EXERCISE PROMPT :: Give back, unchanged, each line from the one containing "Find the **man's" through the last line of the entries below.

Segmentation labeling items ::

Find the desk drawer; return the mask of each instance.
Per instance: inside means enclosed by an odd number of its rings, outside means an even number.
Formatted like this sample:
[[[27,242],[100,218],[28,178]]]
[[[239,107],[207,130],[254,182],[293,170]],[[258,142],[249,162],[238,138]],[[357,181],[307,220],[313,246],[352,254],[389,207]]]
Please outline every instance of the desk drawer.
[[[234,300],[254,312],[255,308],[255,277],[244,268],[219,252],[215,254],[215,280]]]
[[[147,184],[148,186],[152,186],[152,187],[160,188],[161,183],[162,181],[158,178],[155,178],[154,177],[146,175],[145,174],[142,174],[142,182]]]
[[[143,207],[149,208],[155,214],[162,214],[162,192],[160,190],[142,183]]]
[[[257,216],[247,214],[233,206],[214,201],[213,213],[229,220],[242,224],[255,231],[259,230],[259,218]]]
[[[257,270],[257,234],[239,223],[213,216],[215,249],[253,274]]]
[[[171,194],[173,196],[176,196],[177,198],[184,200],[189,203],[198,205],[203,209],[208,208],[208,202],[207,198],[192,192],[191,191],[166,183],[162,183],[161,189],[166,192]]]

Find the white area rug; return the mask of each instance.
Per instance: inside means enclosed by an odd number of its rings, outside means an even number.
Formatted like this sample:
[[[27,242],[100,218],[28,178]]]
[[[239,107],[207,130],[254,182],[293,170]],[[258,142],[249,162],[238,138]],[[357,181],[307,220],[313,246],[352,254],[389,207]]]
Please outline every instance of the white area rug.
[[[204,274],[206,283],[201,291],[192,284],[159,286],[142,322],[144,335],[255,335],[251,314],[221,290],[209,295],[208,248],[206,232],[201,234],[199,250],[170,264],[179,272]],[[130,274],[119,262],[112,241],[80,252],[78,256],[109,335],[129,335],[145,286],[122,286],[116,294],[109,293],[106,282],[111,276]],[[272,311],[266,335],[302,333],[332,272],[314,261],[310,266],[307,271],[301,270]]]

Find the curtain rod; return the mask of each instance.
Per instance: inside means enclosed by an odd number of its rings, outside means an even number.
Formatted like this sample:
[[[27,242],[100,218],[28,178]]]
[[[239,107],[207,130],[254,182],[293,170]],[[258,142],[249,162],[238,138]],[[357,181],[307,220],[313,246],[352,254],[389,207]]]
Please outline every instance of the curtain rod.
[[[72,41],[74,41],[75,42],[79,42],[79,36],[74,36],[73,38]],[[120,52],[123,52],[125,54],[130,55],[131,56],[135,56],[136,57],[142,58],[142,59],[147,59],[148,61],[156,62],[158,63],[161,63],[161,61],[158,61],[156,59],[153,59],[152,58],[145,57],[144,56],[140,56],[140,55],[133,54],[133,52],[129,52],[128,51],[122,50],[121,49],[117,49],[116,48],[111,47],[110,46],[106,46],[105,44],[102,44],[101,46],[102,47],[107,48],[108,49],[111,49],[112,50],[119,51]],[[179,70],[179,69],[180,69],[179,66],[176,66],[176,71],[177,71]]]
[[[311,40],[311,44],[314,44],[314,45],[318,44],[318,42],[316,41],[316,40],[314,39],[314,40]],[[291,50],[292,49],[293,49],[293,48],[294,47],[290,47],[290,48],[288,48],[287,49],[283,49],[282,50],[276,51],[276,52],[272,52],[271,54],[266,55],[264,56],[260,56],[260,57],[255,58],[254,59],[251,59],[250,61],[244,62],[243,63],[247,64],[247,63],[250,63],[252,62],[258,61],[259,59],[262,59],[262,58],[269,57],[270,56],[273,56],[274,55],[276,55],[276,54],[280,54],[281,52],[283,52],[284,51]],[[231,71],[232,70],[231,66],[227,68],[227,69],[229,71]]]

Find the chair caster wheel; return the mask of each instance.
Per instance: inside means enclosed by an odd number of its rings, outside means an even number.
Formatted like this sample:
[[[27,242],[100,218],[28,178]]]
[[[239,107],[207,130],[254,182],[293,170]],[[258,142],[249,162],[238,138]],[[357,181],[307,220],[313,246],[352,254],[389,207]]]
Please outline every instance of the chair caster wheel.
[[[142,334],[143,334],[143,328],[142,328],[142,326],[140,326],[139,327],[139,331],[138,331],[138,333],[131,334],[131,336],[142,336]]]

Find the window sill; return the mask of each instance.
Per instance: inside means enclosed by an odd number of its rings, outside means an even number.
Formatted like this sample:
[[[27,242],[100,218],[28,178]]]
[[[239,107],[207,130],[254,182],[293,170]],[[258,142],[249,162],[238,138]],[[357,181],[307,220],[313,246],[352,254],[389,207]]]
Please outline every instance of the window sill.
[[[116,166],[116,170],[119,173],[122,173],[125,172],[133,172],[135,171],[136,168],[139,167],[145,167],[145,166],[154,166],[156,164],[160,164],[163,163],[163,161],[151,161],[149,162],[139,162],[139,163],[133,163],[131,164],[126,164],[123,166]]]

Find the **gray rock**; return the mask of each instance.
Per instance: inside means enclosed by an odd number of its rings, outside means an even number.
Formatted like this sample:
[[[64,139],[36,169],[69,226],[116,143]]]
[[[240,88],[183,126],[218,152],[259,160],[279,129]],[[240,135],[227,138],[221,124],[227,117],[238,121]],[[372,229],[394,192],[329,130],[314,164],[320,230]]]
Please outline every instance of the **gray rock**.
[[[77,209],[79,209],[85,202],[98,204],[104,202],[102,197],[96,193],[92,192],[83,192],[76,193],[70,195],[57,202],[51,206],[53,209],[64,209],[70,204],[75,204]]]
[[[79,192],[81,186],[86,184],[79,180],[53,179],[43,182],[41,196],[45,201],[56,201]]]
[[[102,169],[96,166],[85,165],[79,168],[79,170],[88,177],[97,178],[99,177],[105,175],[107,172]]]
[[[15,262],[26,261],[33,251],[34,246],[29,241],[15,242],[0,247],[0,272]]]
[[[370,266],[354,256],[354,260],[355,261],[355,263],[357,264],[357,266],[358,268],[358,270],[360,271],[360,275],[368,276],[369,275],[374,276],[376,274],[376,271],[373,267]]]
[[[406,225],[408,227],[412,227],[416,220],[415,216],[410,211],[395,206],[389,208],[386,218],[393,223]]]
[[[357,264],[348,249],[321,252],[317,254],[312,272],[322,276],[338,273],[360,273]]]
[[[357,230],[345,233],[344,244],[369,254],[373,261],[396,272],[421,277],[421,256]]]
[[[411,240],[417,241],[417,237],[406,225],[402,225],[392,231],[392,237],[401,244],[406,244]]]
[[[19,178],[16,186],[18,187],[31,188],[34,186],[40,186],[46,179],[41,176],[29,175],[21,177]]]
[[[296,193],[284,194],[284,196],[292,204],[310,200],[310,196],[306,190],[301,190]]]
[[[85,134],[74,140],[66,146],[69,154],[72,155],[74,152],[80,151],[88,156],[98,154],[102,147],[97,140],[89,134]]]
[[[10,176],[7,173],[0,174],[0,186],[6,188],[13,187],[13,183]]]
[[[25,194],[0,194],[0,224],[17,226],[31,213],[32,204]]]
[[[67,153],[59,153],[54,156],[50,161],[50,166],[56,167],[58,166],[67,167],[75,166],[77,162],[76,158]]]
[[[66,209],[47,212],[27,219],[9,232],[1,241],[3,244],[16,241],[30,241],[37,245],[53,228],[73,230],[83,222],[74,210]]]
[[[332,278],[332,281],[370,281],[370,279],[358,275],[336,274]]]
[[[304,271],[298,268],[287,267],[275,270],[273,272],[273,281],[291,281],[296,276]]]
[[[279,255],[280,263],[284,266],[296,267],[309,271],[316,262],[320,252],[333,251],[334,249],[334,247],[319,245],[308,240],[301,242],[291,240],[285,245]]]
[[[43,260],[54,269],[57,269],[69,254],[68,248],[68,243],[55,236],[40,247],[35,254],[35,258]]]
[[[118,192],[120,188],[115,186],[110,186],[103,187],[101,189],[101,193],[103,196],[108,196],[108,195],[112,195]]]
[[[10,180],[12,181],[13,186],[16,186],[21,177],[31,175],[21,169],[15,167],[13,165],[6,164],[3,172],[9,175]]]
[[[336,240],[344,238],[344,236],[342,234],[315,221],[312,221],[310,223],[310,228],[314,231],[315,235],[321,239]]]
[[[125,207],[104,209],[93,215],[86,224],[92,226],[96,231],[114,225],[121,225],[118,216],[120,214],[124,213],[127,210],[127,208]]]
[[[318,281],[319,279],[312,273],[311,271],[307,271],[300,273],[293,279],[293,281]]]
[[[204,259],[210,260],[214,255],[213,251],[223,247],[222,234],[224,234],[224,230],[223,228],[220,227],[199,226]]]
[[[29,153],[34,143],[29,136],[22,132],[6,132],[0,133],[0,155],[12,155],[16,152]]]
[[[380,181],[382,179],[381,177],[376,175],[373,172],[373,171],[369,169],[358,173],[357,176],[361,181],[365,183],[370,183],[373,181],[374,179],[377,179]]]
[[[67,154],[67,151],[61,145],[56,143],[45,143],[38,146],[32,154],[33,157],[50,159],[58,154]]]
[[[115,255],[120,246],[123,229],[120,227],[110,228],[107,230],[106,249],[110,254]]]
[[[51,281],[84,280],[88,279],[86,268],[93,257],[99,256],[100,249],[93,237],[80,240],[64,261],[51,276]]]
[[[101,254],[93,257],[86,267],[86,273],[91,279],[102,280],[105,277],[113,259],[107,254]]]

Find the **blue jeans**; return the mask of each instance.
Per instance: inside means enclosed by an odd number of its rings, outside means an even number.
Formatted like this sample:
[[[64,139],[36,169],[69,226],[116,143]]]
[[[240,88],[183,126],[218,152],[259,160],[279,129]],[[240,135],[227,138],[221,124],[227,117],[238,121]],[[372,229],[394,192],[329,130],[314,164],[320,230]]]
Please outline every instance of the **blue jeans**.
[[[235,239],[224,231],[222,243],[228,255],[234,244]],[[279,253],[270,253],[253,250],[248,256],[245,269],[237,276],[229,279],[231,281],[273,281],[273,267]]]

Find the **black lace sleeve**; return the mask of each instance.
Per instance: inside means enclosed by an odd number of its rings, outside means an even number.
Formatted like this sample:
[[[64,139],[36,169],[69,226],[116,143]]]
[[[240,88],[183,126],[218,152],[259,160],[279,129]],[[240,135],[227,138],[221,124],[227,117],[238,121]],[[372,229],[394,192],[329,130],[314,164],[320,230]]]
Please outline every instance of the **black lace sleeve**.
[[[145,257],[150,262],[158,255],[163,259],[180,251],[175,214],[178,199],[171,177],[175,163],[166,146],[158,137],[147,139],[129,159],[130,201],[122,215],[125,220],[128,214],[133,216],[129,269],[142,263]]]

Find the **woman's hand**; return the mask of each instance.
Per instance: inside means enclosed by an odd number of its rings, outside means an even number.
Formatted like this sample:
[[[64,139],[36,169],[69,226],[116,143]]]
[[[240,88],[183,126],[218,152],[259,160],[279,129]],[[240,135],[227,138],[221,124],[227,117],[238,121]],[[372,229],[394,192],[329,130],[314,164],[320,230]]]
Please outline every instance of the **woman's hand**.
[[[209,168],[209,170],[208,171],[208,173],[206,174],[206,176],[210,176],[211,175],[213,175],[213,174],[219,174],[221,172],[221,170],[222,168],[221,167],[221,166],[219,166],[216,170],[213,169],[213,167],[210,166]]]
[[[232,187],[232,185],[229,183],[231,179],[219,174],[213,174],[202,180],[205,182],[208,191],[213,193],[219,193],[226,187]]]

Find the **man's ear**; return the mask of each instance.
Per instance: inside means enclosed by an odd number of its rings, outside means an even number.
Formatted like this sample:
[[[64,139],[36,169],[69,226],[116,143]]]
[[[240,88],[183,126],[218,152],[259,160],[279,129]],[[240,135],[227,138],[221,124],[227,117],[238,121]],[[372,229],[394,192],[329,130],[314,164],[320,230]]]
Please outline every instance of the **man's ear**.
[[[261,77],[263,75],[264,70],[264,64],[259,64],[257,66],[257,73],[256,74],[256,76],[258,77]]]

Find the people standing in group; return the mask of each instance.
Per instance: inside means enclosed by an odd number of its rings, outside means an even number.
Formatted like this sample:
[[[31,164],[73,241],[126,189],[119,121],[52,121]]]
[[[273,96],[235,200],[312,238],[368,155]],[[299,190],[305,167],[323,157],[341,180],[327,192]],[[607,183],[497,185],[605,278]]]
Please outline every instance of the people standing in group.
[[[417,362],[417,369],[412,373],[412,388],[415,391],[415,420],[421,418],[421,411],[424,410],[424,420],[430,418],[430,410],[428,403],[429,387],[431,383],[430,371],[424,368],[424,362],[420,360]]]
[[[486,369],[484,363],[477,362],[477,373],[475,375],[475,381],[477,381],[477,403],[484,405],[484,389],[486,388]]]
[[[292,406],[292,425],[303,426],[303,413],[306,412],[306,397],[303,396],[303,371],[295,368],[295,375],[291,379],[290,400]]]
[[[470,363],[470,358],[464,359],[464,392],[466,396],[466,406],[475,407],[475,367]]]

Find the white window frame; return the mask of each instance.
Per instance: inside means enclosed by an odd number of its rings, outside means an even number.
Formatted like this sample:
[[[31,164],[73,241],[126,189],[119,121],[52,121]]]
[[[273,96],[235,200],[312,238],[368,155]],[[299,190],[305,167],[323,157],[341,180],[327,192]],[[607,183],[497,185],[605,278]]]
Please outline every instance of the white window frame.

SOLUTION TO THIS PROBLEM ::
Find the **man's ear**; return the mask of each instance.
Per instance: inside means enclosed by an odd number of its rings, outside means an even number.
Formatted like this sample:
[[[64,139],[36,169],[69,226],[116,143]]]
[[[240,88],[183,126],[218,152],[259,160],[279,129]],[[240,135],[227,138],[221,124],[227,117],[238,121]],[[372,229],[394,192],[329,130],[314,164],[320,230]]]
Please outline every instance of the **man's ear**.
[[[261,77],[263,75],[264,70],[264,64],[259,64],[257,66],[257,73],[256,74],[256,76],[258,77]]]

Find the people standing in group; return the mask of each instance.
Per instance: inside means enclosed by an odd number of its rings, outside means an even number.
Formatted like this sample:
[[[31,164],[73,241],[126,189],[119,121],[52,121]]]
[[[273,96],[235,200],[312,238],[368,155]],[[299,190],[305,167],[323,157],[341,180],[327,192]],[[607,183],[497,185],[605,278]]]
Please outline every instance of the people standing in group.
[[[417,362],[417,369],[412,373],[412,388],[415,391],[415,420],[421,418],[421,411],[424,410],[424,420],[430,418],[430,410],[428,403],[429,387],[431,383],[430,371],[424,368],[424,362],[420,360]]]
[[[486,369],[484,363],[477,362],[477,373],[475,375],[475,381],[477,381],[477,403],[484,405],[484,389],[486,388]]]
[[[292,406],[292,425],[303,426],[303,413],[306,412],[306,397],[303,396],[303,371],[295,368],[295,375],[291,379],[290,400]]]
[[[470,363],[470,358],[464,359],[464,392],[466,396],[466,406],[475,407],[475,367]]]

Find the white window frame; return the mask of each instance.
Per instance: inside means enclosed by an odd number of its rings, outside means an even number.
Formatted like this sample:
[[[31,164],[73,241],[126,189],[119,121],[52,121]]]
[[[273,96],[235,200],[312,238],[368,155]],[[299,190],[305,167],[323,157],[341,180],[327,192]],[[607,183],[497,185],[605,278]]]
Please outline every instance of the white window frame.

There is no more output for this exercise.